All this is good news--but look a little deeper and the outlook is not quite so sunny. North Korea didn’t apologize because it was sorry; it apologized because it is starving--and starvation in North Korea could destabilize the Korean peninsula and East Asia as a whole.
Without subsidized Soviet oil and other foreign aid from communist states, North Korea’s economy has been slowly unraveling since 1990. Food shortages, already a problem, escalated into famine after devastating floods in the summer of 1995 spread close to three feet of water on crops almost ready for harvest. By the summer of 1996, food shortages were so acute that rations in much of the country dropped below 500 calories per day.
This year, things look worse. More floods last summer, combined with the collapse of most of North Korea’s industry, leave the country facing a massive food shortage that can’t be averted without foreign aid. Now North Korea’s Dear Leader Kim Jong Il (son of recently deceased Great Leader Kim Il Sung) has little choice but to continue to look for help in his economic troubles to Japan, South Korea and the United States.
Pyongyang’s apology assures that the U.S. will continue to help North Korea replace its current nuclear reactor with a safer model, whose spent fuel cannot be used to build nuclear weapons. Military officials will dig up North Korean hillsides in search of the bodies of MIAs from the 1950-53 Korean War.
And, while neither Japan, the United States nor South Korea wants the dear leader to stay in power, nobody wants the Pyongyang regime to collapse into chaos. Reluctantly, the international community will send at least some food to feed North Korea’s starving millions.
Whether the foreign aid will be enough to stabilize the country remains to be seen. The economic crisis runs so deep, and the North Korean regime has made so many mistakes, that, in the long run, it is difficult to see how the country can avoid some kind of catastrophic collapse.
If and when that happens, it will be South Korea’s responsibility to pick up the pieces. That is easier said than done. Recent events in South Korea show that, despite its economic miracle over the last 20 years, the country still has a long way to go. After the New Korea Party passed restrictive laws against labor unions and tightened its already draconian security laws in a secret session of the National Assembly, the country has exploded in its most serious unrest in years. Auto, steel, financial-service and transportation workers have gone on strike to protest the new laws. The government responded by outlawing unions; corporations joined in by threatening to sue labor unions for damages in these “illegal” strikes.

* RECORDS SHOWN:
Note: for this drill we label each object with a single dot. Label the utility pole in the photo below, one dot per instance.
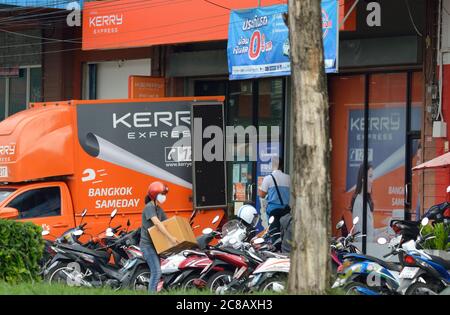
(310, 262)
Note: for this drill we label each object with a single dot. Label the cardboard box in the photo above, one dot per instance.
(180, 228)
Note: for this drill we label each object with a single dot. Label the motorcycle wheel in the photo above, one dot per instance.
(140, 279)
(420, 288)
(351, 288)
(221, 278)
(63, 273)
(188, 283)
(275, 284)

* WHAT IS REQUIRED:
Please repeat the North Korea famine article word for word between "All this is" and "calories per day.", inclusive.

* WRITTEN ANSWER:
All this is good news--but look a little deeper and the outlook is not quite so sunny. North Korea didn’t apologize because it was sorry; it apologized because it is starving--and starvation in North Korea could destabilize the Korean peninsula and East Asia as a whole.
Without subsidized Soviet oil and other foreign aid from communist states, North Korea’s economy has been slowly unraveling since 1990. Food shortages, already a problem, escalated into famine after devastating floods in the summer of 1995 spread close to three feet of water on crops almost ready for harvest. By the summer of 1996, food shortages were so acute that rations in much of the country dropped below 500 calories per day.